* **Stored rows**
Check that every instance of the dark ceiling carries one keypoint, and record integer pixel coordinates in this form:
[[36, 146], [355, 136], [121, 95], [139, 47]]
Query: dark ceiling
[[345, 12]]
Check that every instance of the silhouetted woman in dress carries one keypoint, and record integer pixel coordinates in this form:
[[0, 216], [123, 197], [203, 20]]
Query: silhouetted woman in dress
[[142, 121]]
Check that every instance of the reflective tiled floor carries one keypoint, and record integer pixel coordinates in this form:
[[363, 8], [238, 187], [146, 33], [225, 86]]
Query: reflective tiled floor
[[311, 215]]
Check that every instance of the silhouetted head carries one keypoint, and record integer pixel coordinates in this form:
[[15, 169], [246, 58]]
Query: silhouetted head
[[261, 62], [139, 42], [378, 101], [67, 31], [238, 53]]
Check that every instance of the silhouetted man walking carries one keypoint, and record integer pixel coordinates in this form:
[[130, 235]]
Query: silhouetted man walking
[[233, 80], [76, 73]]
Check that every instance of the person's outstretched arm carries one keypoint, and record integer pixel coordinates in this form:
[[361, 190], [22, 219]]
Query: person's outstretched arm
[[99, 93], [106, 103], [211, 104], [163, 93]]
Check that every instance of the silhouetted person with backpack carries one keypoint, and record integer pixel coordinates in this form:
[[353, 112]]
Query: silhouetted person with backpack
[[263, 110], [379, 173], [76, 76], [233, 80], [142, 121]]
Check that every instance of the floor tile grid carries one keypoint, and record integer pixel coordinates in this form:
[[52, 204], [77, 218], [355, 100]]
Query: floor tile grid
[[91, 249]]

* **What you have to do**
Copy every row above again, changing "integer pixel coordinates" to "whole-number pixel coordinates" wherever it occurs and leaving everything else unchanged.

* **Response to the exercise**
Check that every instance of the dark ceiling carries one keypoint, and record whole-number pixel coordinates in this form:
[[36, 146], [355, 136], [121, 95], [139, 47]]
Query: dark ceiling
[[345, 12]]
Check that every instance of the silhouetted woman in dress carries one keypoint, and record whole-number pixel coordinates in this form:
[[0, 216], [123, 197], [203, 20]]
Query: silhouetted woman in dress
[[142, 121]]
Check that every instance of the reflective tiled floor carries one keypoint, and record whole-number pixel coordinates in this form:
[[363, 8], [238, 187], [146, 33], [225, 86]]
Query: reflective tiled floor
[[311, 215]]
Check that every instance of the silhouetted head carries one keypoint, and record whole-number pixel coordinates in this form:
[[15, 169], [246, 58]]
Query: silhouetted head
[[261, 62], [139, 42], [378, 101], [67, 31], [238, 53]]
Check that every instance of the silhouetted man walking carries one keypoint, and record whole-number pixel coordinates in this form:
[[130, 235]]
Query: silhouetted man walking
[[233, 80], [76, 73]]
Check that every instance of the person's outstretched arm carries one keypoint, and record whole-number pixel coordinates in this form:
[[361, 190], [22, 219]]
Query: person's outstretched arm
[[99, 93], [106, 103], [211, 104], [163, 93]]
Check that every instance of the silhouetted person with backpack carries one keypoint, and record whole-number pixel coordinates in this form:
[[353, 112]]
Query: silhouetted person with backpack
[[263, 110], [379, 173], [76, 76], [233, 80], [142, 121]]
Check that every instance of the floor tile grid carries one keypoint, and record whole-number pixel coordinates in this form:
[[52, 204], [77, 218], [355, 100]]
Query: floor tile grid
[[91, 249]]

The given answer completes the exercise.